(Records)
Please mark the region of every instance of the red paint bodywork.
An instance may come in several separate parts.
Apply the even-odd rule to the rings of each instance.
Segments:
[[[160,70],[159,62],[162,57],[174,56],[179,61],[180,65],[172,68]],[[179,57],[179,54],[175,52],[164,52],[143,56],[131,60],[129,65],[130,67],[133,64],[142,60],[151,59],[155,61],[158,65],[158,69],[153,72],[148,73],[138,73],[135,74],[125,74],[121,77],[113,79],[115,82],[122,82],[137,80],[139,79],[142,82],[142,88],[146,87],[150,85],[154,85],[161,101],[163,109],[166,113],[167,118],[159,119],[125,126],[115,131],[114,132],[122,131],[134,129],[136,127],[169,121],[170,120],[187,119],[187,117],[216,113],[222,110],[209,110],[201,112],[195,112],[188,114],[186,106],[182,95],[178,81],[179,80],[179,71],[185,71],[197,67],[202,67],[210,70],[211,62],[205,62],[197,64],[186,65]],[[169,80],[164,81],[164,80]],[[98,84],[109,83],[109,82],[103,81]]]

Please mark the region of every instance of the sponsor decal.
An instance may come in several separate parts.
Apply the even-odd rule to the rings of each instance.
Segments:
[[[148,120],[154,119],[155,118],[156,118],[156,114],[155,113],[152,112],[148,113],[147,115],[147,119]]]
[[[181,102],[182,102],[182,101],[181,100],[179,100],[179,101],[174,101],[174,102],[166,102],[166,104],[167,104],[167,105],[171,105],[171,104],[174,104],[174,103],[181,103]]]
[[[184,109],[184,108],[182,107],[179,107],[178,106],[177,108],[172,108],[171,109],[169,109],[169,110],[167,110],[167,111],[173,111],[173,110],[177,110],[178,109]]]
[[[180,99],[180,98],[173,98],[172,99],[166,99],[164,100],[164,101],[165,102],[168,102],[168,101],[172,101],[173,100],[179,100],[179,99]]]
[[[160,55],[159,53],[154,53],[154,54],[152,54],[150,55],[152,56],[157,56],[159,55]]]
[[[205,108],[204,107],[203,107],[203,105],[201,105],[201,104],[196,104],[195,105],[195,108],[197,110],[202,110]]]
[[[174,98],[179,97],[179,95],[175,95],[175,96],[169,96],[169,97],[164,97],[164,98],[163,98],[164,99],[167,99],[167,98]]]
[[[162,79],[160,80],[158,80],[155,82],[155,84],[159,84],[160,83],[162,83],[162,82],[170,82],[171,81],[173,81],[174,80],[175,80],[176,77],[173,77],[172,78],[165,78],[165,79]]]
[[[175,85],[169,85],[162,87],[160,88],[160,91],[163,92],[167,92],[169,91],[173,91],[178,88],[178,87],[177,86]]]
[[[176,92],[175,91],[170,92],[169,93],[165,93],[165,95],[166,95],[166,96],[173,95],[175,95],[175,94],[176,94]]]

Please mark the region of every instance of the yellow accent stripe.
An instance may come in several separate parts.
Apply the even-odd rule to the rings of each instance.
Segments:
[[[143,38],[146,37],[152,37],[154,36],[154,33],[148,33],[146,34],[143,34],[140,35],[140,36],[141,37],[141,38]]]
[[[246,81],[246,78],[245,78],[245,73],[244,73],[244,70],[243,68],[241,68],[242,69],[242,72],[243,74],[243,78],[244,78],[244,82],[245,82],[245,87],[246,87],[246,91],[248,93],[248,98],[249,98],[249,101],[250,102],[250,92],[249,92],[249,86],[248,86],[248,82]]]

(Task objective) Rewrite the part of the rows that opens with the line containing "Please mark the region of every instance of the yellow" and runs through the end of the rows, changing "accent stripe" to "pinstripe" and leaving everything else as it is.

(Answer to the task)
Please mark the region of every instance of the yellow pinstripe.
An instance may come in several separate parts.
Apply the even-odd rule to the rings of each instance.
Segments:
[[[143,38],[146,37],[152,37],[154,36],[154,33],[148,33],[146,34],[143,34],[140,35],[140,36],[141,37],[141,38]]]
[[[246,81],[246,78],[245,78],[245,73],[244,73],[244,70],[243,68],[241,68],[242,69],[242,72],[243,74],[243,78],[244,78],[244,82],[245,82],[245,87],[246,87],[246,91],[248,93],[248,98],[249,98],[249,101],[250,102],[250,92],[249,92],[249,86],[248,86],[248,82]]]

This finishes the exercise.